* Start *

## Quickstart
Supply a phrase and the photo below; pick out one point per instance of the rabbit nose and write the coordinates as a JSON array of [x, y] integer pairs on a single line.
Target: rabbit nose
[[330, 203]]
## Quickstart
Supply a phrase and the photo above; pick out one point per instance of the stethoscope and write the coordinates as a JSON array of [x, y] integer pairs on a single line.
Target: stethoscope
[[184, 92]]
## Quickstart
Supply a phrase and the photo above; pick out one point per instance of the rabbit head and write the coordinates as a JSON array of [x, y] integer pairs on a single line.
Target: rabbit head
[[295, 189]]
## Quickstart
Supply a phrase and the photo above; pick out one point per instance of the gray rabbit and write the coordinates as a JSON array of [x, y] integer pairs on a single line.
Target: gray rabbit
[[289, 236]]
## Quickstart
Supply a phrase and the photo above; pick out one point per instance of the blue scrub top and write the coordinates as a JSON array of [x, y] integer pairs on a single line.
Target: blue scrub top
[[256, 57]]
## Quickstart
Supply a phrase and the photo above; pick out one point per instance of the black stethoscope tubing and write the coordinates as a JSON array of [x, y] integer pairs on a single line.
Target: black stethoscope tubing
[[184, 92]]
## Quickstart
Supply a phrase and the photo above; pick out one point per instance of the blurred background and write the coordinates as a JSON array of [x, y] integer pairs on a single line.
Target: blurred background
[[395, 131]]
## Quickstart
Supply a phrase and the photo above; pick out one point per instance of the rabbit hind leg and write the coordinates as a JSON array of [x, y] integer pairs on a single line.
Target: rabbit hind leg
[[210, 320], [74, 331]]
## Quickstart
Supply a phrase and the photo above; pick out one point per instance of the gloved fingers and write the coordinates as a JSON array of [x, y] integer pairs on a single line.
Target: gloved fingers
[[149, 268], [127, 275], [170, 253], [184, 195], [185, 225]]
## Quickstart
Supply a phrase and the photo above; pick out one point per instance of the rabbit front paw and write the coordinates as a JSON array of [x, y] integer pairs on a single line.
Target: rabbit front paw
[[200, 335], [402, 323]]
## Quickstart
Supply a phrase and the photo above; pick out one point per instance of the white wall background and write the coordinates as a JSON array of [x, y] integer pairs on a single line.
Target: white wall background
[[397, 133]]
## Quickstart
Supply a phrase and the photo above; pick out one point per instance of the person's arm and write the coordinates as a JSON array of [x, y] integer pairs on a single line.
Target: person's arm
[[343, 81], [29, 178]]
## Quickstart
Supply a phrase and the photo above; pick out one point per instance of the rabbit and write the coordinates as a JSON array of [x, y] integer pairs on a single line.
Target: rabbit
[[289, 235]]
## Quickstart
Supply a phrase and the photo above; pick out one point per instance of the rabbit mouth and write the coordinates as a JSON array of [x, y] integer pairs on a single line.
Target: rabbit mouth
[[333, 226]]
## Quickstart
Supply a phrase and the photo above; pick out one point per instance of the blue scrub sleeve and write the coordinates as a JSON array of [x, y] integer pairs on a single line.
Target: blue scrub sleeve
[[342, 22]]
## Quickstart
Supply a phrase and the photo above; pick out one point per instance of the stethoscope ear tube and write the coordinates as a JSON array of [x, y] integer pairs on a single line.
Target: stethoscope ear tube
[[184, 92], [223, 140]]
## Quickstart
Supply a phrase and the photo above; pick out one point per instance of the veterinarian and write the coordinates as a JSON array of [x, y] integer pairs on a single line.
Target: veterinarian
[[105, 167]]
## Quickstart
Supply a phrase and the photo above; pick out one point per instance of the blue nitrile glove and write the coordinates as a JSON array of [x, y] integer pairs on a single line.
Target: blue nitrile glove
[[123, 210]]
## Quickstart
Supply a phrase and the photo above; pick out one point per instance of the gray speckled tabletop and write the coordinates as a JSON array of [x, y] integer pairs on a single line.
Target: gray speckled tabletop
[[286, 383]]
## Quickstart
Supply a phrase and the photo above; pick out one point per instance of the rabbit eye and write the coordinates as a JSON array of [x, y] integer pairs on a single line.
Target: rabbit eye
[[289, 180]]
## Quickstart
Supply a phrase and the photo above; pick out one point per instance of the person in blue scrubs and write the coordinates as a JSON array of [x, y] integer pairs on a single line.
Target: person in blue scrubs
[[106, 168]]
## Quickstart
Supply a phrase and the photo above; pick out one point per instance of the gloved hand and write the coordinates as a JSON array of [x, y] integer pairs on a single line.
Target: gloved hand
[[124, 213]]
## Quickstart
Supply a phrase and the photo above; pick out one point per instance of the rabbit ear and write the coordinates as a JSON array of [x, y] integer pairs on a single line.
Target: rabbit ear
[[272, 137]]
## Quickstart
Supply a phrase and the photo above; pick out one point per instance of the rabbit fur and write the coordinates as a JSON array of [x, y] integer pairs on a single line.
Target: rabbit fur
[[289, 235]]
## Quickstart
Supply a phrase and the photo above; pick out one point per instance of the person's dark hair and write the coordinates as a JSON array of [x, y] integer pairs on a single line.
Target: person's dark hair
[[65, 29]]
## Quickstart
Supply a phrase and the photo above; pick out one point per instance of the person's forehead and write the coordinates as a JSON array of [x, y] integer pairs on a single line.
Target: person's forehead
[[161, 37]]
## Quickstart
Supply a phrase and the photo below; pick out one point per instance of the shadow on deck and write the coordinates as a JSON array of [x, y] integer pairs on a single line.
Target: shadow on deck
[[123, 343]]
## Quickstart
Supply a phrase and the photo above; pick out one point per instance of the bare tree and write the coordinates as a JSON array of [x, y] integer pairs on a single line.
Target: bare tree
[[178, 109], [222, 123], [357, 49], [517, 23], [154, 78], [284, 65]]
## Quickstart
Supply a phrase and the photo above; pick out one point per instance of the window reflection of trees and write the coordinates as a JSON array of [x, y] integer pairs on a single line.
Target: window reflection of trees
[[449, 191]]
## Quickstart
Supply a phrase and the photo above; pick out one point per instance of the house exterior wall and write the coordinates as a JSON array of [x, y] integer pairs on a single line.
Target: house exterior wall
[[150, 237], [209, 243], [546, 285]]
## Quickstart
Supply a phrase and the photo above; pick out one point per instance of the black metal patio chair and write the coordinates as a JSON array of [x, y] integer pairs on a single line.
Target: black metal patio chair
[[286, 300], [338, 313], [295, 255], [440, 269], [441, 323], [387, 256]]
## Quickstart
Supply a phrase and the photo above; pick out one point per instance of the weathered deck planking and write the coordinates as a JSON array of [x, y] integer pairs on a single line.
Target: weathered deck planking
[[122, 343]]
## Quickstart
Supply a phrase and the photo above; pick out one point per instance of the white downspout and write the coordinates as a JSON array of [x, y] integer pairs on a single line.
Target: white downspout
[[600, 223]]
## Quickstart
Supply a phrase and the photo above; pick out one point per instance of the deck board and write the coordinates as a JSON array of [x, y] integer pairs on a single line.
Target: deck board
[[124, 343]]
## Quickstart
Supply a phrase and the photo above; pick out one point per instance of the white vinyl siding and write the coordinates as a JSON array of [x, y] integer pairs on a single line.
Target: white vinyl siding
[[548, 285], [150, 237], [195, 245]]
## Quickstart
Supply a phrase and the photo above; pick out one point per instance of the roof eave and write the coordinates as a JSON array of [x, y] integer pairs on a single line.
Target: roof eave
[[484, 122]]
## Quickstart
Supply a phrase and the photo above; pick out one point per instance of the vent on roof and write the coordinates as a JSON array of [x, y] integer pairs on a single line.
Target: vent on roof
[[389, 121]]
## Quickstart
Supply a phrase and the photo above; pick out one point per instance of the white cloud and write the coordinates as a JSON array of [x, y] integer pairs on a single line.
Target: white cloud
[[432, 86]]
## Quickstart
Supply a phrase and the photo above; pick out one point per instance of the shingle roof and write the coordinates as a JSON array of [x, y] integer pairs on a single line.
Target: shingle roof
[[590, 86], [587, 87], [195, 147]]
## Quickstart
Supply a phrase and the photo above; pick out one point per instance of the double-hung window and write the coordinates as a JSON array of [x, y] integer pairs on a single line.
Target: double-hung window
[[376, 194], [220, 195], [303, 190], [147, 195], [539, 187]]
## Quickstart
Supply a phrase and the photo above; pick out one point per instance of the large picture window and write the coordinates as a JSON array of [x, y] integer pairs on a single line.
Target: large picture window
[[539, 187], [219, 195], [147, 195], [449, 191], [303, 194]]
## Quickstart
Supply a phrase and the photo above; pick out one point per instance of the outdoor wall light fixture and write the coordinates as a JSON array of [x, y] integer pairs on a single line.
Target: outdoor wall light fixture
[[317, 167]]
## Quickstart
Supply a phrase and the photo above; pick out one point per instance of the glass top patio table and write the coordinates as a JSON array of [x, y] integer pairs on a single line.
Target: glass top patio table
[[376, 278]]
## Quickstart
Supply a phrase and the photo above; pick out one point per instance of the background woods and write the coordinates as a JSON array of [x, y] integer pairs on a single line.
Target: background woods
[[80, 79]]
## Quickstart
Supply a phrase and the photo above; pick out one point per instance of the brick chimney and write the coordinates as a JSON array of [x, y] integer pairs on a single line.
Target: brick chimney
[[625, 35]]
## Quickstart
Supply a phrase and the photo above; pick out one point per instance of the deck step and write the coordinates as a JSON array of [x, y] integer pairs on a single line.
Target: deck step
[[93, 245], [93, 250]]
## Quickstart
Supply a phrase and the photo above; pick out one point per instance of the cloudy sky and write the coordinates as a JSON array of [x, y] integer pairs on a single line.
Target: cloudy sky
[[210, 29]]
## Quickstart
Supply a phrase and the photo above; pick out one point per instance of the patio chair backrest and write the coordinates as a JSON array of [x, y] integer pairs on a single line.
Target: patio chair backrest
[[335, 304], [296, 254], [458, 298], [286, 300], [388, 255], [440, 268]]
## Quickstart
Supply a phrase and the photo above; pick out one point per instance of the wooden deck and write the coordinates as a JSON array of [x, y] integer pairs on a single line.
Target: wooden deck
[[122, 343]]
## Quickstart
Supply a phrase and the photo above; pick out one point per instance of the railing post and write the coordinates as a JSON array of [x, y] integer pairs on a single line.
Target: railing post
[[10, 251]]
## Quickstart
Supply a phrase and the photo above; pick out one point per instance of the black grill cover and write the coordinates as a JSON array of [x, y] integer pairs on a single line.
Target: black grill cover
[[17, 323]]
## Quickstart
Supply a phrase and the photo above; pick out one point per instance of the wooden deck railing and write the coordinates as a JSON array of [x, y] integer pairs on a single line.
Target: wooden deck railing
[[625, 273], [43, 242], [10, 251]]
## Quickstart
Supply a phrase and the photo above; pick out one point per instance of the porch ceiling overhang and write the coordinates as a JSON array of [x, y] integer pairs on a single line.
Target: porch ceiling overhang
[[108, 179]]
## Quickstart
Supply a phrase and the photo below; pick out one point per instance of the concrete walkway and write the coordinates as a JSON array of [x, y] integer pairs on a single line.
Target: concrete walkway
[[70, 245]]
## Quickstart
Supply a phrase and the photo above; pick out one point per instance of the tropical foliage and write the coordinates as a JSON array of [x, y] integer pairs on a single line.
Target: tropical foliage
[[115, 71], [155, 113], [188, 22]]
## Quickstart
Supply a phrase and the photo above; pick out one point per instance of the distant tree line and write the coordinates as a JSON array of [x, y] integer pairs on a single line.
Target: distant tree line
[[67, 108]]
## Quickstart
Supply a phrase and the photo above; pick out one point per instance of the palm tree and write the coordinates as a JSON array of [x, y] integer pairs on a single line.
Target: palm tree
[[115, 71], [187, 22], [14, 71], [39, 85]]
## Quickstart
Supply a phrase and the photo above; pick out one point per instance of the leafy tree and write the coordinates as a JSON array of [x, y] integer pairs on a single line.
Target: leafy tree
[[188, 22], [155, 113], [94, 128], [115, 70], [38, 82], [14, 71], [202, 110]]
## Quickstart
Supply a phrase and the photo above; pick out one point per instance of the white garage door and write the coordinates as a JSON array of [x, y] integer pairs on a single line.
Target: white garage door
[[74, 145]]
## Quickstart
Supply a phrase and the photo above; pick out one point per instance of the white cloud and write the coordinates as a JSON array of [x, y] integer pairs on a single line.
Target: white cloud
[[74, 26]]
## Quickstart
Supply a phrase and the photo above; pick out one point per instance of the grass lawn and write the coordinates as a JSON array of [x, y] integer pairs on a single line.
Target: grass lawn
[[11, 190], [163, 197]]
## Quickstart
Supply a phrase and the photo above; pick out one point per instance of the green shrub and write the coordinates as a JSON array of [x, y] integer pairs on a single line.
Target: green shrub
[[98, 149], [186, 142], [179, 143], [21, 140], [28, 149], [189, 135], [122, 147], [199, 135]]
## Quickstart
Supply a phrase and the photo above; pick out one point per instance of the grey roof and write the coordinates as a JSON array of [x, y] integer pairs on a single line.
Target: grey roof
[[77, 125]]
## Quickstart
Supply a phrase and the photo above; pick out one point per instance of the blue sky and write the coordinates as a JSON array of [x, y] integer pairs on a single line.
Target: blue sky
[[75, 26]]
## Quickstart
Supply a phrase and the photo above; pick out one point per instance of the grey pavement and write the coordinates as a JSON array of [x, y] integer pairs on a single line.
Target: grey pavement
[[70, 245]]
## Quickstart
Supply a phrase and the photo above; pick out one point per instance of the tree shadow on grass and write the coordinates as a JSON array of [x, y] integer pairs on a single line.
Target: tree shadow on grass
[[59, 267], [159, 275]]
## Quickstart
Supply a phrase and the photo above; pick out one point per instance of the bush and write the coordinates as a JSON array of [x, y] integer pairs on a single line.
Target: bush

* End *

### GIVEN INSTRUCTION
Locate each line of the material above that contains the string "bush", and copy every such line in full.

### REPLY
Supply a phrase and the photo above; pick out one point per instance of the bush and write the coordinates as a JSON array of [x, y] integer pairs on a single line.
Target: bush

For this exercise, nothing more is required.